Excerpts from the pointing dataset:

»»

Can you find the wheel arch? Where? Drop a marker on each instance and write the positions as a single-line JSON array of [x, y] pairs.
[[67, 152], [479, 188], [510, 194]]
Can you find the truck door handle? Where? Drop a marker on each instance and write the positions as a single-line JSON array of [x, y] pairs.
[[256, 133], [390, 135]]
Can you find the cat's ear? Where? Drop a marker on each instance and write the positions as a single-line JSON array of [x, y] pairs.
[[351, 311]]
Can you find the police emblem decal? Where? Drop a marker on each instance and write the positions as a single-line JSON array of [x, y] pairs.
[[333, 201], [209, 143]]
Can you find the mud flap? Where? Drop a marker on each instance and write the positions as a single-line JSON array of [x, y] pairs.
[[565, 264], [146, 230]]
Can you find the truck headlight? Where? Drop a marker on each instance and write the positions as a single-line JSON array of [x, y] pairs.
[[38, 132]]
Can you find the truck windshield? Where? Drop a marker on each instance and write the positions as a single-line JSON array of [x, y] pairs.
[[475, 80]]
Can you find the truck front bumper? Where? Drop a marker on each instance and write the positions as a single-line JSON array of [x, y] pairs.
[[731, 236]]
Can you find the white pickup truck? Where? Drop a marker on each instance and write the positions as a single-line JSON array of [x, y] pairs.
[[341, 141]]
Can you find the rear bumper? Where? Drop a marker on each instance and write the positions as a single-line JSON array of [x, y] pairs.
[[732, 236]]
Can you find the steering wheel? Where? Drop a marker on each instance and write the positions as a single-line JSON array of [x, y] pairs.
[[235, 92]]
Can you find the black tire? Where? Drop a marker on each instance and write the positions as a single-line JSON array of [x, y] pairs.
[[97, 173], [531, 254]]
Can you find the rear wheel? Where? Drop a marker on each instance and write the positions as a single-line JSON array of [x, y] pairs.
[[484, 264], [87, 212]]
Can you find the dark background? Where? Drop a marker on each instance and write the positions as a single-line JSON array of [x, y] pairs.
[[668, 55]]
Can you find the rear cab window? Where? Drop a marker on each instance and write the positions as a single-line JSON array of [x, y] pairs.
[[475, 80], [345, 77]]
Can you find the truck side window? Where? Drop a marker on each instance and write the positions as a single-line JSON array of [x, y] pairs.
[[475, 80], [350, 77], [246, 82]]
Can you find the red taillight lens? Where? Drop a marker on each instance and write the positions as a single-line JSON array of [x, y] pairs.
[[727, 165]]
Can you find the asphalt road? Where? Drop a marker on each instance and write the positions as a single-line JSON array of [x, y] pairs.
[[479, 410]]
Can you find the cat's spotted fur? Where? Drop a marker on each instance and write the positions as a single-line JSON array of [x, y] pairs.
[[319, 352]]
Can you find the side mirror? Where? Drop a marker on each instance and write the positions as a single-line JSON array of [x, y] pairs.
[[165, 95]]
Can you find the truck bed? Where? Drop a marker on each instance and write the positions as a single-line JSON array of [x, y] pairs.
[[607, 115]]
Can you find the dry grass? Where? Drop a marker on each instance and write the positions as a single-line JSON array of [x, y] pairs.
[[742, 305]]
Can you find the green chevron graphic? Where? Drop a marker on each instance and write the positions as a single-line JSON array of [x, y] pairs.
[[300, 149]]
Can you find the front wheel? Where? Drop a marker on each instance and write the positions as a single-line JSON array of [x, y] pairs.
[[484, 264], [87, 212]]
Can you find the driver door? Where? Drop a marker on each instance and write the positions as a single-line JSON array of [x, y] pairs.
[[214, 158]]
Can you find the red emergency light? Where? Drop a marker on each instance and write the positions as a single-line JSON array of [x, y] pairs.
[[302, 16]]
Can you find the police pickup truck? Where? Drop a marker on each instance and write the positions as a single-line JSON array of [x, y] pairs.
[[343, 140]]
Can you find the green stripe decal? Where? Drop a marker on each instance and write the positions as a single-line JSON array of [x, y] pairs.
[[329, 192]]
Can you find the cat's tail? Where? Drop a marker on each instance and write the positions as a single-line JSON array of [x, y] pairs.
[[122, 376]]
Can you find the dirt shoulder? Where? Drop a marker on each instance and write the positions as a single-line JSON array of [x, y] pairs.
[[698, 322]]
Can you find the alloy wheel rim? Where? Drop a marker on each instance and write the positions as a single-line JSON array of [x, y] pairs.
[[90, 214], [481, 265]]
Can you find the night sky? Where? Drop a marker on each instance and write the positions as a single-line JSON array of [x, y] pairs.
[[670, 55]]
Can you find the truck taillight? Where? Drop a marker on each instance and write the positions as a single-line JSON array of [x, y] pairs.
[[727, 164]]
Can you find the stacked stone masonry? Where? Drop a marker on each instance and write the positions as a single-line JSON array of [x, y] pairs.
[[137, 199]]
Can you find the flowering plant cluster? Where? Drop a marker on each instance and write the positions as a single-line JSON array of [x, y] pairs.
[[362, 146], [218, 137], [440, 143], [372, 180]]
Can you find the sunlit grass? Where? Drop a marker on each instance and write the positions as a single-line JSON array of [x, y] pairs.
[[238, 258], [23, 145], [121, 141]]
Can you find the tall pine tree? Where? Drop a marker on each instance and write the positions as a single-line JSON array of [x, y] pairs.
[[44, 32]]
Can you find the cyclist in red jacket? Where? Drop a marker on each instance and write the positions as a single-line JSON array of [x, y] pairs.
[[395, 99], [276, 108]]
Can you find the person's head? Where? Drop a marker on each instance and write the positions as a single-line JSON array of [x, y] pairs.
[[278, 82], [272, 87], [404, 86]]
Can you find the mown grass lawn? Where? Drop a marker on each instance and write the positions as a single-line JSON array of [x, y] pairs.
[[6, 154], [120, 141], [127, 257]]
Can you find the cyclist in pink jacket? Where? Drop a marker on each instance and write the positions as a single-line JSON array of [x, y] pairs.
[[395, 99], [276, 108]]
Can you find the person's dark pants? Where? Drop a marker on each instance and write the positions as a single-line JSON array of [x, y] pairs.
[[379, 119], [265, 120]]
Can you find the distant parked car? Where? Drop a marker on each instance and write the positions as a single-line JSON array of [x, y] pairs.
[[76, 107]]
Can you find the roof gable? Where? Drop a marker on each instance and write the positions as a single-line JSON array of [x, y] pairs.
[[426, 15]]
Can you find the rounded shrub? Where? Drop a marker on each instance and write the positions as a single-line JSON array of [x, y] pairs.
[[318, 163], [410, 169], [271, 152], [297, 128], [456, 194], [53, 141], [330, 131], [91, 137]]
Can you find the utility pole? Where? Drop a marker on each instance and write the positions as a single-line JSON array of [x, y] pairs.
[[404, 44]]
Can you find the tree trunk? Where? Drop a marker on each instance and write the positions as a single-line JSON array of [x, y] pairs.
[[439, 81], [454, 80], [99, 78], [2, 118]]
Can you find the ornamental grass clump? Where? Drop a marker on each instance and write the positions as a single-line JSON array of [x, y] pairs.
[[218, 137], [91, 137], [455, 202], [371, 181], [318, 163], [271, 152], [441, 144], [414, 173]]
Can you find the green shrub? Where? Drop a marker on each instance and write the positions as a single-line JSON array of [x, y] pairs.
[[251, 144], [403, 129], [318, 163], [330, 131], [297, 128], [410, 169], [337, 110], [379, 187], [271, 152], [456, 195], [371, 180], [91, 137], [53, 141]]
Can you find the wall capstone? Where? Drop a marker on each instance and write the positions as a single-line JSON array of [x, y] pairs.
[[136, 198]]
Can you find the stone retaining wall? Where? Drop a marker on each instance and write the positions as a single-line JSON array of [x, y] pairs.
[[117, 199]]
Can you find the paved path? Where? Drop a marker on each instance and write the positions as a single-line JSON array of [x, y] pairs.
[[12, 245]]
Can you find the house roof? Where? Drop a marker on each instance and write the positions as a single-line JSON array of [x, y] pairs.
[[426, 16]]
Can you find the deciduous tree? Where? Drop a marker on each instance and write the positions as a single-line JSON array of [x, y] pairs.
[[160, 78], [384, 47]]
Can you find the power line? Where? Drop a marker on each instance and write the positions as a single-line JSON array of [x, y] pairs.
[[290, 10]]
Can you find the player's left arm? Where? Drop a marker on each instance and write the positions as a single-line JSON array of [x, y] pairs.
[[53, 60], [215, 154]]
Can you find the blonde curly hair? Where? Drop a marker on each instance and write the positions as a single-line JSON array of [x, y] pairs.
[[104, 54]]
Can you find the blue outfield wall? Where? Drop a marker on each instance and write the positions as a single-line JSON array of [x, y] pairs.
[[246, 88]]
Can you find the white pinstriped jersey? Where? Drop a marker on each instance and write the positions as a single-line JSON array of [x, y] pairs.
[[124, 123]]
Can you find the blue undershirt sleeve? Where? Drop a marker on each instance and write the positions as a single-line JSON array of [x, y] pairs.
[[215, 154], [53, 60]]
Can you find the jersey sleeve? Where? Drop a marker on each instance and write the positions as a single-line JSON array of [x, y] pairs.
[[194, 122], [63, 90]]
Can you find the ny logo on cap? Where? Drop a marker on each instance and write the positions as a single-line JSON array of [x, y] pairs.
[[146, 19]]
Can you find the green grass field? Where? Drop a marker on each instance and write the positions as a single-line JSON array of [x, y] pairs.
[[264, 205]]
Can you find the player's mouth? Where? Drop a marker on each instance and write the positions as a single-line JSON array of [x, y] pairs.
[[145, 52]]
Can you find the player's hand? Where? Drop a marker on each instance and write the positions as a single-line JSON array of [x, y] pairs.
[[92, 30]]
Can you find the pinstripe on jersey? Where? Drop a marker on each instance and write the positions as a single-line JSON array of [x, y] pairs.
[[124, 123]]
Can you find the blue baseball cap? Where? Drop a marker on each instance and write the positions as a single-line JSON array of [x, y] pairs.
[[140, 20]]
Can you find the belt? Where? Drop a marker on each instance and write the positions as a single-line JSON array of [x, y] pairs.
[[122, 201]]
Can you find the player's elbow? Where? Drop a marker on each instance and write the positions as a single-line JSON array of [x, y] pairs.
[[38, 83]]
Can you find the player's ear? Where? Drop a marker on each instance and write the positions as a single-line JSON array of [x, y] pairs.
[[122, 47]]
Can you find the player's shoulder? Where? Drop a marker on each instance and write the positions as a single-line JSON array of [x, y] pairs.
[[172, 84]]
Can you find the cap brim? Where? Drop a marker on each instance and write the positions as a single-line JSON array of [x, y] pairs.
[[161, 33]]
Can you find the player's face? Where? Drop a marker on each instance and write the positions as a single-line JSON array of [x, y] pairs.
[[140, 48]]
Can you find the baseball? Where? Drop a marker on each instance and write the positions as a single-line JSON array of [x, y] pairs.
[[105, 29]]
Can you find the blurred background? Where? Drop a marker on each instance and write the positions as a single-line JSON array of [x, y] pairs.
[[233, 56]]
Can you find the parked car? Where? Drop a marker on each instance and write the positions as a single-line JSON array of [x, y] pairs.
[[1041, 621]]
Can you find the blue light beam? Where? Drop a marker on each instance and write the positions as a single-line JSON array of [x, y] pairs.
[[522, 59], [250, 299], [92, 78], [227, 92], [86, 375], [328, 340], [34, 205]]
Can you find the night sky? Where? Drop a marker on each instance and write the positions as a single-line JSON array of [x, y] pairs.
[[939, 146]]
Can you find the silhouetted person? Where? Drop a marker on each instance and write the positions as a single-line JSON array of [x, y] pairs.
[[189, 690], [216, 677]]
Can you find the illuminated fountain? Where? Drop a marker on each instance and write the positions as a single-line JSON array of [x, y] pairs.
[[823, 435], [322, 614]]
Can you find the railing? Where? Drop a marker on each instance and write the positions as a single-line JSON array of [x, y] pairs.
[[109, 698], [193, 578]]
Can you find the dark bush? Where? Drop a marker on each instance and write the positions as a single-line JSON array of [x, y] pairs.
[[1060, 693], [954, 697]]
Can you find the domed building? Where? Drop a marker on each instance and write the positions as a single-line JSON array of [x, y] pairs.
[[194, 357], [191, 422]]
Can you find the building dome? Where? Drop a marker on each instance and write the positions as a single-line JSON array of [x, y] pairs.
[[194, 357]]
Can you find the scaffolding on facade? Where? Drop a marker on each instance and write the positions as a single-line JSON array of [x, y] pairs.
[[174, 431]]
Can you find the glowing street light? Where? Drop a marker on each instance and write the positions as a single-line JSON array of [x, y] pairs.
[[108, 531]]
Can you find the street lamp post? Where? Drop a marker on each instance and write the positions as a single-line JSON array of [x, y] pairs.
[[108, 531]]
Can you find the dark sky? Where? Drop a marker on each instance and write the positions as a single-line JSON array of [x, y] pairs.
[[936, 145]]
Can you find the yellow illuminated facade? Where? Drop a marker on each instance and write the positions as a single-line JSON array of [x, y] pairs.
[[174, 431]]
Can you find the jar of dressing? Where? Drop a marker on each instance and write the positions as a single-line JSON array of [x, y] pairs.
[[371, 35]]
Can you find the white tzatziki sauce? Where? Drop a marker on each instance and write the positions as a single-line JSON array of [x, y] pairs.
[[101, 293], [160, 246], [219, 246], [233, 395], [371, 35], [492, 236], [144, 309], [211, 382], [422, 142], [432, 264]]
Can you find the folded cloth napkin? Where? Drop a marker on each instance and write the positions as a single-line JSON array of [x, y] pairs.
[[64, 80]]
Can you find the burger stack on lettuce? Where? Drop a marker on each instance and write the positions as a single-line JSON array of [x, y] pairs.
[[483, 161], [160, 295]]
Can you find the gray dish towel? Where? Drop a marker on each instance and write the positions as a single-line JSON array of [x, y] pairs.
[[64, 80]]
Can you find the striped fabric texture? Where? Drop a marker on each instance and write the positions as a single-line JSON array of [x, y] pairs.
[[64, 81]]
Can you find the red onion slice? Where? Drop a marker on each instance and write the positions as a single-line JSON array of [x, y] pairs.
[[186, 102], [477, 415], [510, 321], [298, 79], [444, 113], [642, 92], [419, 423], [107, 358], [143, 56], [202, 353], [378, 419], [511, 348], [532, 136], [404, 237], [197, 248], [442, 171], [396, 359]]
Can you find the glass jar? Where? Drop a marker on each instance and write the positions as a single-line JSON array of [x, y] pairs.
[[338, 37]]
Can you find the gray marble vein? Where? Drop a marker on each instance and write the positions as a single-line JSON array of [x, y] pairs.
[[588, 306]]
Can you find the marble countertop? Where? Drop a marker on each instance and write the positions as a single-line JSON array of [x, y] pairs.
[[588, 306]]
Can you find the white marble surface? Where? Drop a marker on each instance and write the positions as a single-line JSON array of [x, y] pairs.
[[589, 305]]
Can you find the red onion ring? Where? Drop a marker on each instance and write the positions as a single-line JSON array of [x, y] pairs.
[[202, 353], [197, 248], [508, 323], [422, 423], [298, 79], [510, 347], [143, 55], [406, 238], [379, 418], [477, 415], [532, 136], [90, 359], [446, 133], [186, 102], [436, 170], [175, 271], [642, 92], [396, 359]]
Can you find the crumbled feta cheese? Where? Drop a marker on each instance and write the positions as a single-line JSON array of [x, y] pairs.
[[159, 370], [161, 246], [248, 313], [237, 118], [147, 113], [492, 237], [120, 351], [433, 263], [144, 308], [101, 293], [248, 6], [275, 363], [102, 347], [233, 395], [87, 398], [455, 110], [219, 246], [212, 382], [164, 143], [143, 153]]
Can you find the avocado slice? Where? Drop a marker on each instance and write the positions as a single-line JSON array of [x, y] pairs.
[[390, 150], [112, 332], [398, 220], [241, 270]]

««

**REQUIREMENTS:** Reproduce everything from the start of the records down to the line containing "[[256, 133], [390, 135]]", with "marker" replaced by "pin" and all else unchanged.

**WRITTEN ANSWER:**
Can you find the wheel arch? Where? Drop a pin on each instance and write the positions as a single-line JSON array of [x, y] pairs.
[[67, 152], [479, 188], [510, 194]]
Can you find the truck door handle? Where? Drop a pin on each instance and write the positions as a single-line JSON array of [x, y] pairs.
[[256, 133], [390, 135]]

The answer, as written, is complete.